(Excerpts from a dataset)
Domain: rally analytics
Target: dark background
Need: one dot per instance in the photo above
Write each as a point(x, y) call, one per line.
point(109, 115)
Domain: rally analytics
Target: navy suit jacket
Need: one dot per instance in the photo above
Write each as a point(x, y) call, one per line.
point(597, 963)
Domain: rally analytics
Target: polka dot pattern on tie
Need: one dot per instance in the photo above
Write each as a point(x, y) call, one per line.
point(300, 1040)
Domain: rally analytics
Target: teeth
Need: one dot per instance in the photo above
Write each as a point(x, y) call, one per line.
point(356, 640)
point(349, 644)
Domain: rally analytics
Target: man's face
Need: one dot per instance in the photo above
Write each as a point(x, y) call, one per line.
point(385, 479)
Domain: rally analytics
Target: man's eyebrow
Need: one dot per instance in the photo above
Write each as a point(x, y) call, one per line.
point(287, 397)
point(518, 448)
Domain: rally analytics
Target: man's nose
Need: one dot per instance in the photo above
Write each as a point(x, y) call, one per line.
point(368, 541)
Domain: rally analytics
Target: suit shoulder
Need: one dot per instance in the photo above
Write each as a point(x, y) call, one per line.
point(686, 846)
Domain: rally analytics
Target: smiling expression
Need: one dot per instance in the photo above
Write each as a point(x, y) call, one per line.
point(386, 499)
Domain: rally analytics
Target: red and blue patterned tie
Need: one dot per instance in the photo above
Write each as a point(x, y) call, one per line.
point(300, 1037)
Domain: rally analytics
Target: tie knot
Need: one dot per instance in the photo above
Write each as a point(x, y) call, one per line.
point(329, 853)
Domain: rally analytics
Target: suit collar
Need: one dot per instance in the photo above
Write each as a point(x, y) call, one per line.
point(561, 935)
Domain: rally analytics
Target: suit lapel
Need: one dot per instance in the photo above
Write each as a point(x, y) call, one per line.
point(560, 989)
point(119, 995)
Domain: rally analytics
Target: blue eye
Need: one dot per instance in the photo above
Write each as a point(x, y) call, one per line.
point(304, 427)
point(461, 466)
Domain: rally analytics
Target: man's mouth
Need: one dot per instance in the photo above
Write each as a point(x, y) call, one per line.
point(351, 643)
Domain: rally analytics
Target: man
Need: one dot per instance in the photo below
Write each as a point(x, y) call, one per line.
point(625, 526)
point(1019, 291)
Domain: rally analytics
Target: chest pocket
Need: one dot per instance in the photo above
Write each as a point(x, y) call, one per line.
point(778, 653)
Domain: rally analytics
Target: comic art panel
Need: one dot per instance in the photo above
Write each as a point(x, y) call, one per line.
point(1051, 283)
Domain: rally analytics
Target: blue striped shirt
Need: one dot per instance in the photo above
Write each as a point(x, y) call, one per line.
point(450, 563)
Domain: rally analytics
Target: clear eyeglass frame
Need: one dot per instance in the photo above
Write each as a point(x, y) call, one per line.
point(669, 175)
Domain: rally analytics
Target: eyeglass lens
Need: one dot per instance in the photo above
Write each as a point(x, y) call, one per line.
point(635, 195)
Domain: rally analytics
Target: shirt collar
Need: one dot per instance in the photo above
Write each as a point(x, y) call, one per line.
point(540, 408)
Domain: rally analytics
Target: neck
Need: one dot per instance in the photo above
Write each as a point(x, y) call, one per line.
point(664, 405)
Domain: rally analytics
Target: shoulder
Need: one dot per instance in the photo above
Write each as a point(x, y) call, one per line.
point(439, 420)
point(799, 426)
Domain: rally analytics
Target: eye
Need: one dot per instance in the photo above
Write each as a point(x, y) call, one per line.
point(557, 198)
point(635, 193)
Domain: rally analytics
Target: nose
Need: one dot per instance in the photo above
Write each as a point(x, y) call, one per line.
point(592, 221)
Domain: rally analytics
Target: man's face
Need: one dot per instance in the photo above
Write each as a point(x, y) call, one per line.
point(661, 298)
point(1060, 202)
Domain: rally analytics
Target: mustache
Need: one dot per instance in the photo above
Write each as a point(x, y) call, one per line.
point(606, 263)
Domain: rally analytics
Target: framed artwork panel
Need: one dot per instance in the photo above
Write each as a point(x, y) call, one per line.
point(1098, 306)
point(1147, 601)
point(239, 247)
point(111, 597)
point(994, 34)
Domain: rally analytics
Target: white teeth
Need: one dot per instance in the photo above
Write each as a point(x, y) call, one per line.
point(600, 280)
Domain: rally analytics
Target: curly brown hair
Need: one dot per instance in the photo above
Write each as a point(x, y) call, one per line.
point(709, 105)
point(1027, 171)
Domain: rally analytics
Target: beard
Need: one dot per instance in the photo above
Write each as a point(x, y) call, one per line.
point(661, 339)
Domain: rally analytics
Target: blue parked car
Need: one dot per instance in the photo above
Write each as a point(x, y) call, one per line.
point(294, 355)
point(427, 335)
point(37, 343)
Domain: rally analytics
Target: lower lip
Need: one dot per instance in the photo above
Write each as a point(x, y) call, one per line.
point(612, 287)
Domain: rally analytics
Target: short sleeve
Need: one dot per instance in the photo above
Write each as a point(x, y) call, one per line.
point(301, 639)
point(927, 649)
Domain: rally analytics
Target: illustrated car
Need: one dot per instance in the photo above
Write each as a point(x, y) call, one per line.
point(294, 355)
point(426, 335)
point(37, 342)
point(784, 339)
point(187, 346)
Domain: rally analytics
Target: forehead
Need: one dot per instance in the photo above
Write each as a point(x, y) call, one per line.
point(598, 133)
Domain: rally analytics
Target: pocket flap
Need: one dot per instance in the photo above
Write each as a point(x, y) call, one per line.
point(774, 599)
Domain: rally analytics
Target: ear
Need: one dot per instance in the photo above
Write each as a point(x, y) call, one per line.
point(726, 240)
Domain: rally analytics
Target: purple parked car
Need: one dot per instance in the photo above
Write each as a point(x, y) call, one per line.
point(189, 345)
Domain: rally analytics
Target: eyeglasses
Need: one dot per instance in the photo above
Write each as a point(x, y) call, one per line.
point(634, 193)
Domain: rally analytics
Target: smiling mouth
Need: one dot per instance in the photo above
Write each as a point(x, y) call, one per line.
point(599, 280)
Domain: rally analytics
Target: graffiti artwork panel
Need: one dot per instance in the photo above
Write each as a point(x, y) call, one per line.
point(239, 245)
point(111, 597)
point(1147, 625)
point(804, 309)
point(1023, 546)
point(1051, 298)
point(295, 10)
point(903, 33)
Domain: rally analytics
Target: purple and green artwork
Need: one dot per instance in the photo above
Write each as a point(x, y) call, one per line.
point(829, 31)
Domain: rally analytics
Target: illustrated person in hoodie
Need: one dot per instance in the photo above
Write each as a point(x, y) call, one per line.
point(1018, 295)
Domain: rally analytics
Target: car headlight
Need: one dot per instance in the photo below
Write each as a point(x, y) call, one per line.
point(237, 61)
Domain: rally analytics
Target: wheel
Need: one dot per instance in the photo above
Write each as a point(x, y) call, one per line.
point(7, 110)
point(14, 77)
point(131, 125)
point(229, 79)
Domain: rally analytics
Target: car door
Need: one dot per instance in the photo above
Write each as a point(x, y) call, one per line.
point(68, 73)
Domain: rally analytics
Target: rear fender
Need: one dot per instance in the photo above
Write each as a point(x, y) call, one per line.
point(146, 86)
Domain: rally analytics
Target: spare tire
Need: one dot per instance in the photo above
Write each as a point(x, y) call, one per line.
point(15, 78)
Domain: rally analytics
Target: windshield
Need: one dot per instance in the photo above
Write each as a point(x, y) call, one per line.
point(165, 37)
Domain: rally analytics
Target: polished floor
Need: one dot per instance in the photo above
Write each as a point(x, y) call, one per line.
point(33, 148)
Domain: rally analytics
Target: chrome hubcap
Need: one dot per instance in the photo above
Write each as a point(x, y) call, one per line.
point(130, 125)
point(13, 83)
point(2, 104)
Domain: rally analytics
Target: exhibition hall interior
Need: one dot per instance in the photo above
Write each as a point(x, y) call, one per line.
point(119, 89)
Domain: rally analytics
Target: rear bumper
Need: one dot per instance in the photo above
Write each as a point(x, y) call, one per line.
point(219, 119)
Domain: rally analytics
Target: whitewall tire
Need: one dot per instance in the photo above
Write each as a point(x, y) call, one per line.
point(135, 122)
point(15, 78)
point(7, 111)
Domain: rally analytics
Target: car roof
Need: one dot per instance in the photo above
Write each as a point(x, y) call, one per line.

## DIRECTIONS
If a line in the entries above contains "purple", report it.

## FINAL ANSWER
Target: purple parked car
Target: purple and green artwork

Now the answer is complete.